- **Aufgabe**
Prüfen Sie, ob die Aussagen (a), (b) und (c) mit dem Bericht über Kebbeh übereinstimmen. Antworten Sie jeweils mit Ja oder Nein und zitieren Sie die entscheidenden Worte des Berichts wörtlich.
(a) Kebbeh ist elf Jahre alt.
(b) Kebbeh hatte schon vor ihrer Ankunft in Oberberg Pferde gesehen.
(c) Der Verein Teamwork Afrika hat Geld für Kebbehs Behandlung gesammelt.

Nümbrecht – Die pinkfarbene Tasche ist gepackt für die Fahrt zur Uniklinik in Münster. Auch die beiden Puppen, die Kebbeh begleiten zu der komplizierten Operation, die ihr Leben retten soll, sind reisefertig. Aber noch mag sich die Elfjährige nicht trennen von ihren neuen Freunden, den Eseln und Hunden auf dem Pferdehof ihrer Tagesmutter Silke Soest. Dabei hatte sie bis vor zwei Monaten noch nie ein Pferd gesehen, das winterliche Oberberg war für das Mädchen aus Liberia (Westafrika) eine völlig fremde, kalte Welt.

Mitte Januar hatte der Orthopäde Dr. Stephan Schwabe sie nach Deutschland geholt – als letzte Rettung, weil in ihrem Heimatland die medizinischen Möglichkeiten fehlen, ihr zu helfen (wir berichteten). Eine jahrelang unbehandelte schwere Infektion hat sich in Kebbehs Bein bis auf den Knochen gefressen, hat diesen zerstört, schwärt weiter. Der Verein Teamwork Afrika, dessen Vorsitzender Schwabe ist, hatte Geld gesammelt. Und auch Leser dieser Zeitung haben gespendet, damit Kebbeh jetzt behandelt werden kann.

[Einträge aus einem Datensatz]
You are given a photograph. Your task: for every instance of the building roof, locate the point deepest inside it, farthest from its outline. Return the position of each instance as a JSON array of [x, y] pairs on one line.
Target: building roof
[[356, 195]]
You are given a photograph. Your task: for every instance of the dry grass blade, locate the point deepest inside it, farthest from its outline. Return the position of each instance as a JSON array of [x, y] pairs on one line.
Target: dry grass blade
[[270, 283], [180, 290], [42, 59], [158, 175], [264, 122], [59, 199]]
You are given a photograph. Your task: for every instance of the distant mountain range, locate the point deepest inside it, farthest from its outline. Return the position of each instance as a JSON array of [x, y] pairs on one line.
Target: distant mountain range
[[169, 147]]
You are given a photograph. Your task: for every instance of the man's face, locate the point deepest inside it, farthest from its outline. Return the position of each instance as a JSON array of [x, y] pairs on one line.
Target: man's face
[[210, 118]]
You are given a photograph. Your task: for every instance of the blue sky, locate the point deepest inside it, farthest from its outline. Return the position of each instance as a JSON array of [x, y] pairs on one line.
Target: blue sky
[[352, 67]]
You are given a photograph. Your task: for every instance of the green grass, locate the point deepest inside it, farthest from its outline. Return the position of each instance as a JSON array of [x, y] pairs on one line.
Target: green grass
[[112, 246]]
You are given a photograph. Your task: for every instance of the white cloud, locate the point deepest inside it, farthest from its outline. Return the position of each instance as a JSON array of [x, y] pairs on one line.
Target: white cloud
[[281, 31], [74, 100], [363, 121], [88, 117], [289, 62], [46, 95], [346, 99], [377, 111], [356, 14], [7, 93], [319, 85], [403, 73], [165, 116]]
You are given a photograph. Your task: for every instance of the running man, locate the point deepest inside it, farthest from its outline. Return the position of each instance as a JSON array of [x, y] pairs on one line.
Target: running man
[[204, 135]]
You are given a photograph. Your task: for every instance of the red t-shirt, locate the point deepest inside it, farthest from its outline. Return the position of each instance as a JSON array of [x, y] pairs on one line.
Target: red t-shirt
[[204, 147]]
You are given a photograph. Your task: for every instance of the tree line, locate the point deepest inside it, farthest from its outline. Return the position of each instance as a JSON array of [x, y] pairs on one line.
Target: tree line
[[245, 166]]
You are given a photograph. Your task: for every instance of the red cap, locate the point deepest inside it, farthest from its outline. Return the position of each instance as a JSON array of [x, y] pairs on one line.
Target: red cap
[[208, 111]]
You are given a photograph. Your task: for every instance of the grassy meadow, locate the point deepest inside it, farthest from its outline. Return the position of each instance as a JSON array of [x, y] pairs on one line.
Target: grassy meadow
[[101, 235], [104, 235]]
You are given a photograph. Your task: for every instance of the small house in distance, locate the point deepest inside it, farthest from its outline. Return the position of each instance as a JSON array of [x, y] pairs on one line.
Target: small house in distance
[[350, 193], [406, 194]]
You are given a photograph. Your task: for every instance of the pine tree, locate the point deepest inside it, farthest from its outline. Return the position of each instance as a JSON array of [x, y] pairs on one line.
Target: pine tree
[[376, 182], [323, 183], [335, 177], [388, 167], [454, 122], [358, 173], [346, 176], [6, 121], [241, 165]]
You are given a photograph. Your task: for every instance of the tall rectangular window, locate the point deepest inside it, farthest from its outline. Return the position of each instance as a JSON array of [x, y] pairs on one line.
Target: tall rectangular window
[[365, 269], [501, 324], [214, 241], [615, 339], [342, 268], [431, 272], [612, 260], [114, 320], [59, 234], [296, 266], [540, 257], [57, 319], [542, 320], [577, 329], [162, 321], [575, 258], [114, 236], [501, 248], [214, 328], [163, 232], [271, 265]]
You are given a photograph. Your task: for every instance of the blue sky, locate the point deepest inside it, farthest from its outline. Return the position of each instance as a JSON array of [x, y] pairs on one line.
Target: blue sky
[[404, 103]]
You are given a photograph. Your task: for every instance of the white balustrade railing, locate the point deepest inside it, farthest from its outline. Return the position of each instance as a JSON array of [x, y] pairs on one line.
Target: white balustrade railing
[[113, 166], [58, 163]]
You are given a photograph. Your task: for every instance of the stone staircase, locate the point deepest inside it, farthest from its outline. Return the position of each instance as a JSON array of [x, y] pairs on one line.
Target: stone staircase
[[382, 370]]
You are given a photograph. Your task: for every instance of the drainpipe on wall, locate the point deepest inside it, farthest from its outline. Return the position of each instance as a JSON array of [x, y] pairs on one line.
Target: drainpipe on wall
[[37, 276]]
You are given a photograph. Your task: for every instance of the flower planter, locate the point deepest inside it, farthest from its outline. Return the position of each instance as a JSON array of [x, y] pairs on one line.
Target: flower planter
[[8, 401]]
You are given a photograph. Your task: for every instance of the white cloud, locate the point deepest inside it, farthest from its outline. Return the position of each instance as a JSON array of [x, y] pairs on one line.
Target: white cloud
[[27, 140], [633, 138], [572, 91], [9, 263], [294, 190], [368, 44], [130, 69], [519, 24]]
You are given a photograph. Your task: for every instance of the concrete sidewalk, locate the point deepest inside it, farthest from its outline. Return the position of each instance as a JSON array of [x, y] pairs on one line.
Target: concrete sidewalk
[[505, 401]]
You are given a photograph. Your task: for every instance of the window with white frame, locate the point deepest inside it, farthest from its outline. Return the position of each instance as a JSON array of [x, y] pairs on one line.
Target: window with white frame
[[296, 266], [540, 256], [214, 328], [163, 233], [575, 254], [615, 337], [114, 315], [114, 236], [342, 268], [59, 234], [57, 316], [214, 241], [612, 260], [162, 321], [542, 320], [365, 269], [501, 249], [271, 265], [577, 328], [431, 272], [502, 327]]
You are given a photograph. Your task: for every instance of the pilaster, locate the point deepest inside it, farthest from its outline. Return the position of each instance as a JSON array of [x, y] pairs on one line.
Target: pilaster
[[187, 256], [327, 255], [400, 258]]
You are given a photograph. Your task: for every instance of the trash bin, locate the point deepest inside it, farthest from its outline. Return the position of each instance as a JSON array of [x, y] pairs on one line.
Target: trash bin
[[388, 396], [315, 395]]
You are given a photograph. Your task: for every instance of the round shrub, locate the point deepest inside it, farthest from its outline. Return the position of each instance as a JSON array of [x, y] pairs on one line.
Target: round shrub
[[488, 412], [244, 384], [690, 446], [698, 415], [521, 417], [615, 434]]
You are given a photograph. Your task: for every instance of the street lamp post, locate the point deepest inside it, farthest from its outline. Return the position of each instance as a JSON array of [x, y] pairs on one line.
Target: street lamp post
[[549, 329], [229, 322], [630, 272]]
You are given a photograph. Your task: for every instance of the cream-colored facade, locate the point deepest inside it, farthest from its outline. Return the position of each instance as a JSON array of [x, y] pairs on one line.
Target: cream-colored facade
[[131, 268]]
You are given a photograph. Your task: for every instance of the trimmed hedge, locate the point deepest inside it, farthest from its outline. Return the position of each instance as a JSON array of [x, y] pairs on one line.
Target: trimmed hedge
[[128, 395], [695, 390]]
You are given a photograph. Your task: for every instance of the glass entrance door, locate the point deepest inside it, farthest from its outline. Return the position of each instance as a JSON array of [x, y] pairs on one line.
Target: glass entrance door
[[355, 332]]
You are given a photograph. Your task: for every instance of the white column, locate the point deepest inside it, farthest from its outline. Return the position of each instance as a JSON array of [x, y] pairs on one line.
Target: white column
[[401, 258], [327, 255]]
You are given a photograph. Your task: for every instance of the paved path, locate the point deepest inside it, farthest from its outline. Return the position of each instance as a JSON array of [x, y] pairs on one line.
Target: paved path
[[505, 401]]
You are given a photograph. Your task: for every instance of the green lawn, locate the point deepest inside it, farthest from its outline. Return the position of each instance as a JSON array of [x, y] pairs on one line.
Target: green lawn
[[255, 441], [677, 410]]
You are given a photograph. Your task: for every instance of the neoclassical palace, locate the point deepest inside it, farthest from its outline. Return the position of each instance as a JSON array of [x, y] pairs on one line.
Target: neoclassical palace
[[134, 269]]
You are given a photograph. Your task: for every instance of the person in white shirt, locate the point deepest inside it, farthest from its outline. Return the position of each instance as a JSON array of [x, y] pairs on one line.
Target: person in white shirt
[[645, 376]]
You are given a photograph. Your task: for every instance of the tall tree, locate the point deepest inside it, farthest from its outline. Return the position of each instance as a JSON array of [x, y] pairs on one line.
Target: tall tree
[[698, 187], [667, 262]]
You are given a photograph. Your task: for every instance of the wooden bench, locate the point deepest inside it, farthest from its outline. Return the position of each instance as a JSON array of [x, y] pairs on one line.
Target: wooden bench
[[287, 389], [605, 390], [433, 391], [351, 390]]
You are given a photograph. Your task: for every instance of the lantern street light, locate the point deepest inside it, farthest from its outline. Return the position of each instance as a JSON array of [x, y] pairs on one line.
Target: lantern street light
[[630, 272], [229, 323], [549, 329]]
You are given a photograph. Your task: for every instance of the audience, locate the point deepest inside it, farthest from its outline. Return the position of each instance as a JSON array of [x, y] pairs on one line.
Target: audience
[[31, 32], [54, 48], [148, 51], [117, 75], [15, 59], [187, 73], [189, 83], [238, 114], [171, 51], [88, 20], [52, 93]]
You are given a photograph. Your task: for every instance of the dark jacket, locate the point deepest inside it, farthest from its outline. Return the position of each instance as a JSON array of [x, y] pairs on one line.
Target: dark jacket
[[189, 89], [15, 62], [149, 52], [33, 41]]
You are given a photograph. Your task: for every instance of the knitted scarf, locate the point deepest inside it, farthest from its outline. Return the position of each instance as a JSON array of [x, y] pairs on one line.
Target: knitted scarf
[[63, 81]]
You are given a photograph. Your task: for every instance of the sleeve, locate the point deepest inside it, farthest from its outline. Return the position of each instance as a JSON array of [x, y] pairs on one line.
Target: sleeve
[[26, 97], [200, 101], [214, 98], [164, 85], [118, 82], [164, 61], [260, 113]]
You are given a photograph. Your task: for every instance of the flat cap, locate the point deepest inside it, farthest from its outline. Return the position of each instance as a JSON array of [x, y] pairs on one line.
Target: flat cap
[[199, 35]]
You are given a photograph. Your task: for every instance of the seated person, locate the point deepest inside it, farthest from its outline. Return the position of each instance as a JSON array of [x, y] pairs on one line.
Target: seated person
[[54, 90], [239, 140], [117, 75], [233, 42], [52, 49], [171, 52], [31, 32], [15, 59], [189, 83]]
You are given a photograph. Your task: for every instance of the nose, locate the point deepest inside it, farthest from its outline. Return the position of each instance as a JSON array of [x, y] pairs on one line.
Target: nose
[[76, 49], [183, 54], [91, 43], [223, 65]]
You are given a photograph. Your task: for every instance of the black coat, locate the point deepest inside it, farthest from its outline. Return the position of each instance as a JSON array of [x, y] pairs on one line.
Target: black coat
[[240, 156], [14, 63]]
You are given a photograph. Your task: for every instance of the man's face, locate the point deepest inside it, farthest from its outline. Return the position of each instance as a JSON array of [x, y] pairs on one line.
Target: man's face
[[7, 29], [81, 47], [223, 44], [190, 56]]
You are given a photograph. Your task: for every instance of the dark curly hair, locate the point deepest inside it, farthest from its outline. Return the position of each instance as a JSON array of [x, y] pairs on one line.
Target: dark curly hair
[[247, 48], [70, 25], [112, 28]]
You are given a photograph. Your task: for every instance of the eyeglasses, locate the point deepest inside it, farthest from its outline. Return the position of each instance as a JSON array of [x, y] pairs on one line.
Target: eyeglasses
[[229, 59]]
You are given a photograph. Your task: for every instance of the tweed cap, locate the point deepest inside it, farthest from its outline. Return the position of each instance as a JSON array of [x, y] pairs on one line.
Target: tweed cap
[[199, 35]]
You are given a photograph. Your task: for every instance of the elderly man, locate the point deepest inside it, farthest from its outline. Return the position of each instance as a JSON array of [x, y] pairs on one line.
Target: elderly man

- **Lösung**
(a) Ja: „die Elfjährige“
(b) Nein: „Dabei hatte sie bis vor zwei Monaten noch nie ein Pferd gesehen“
(c) Ja: „Der Verein Teamwork Afrika, dessen Vorsitzender Schwabe ist, hatte Geld gesammelt.“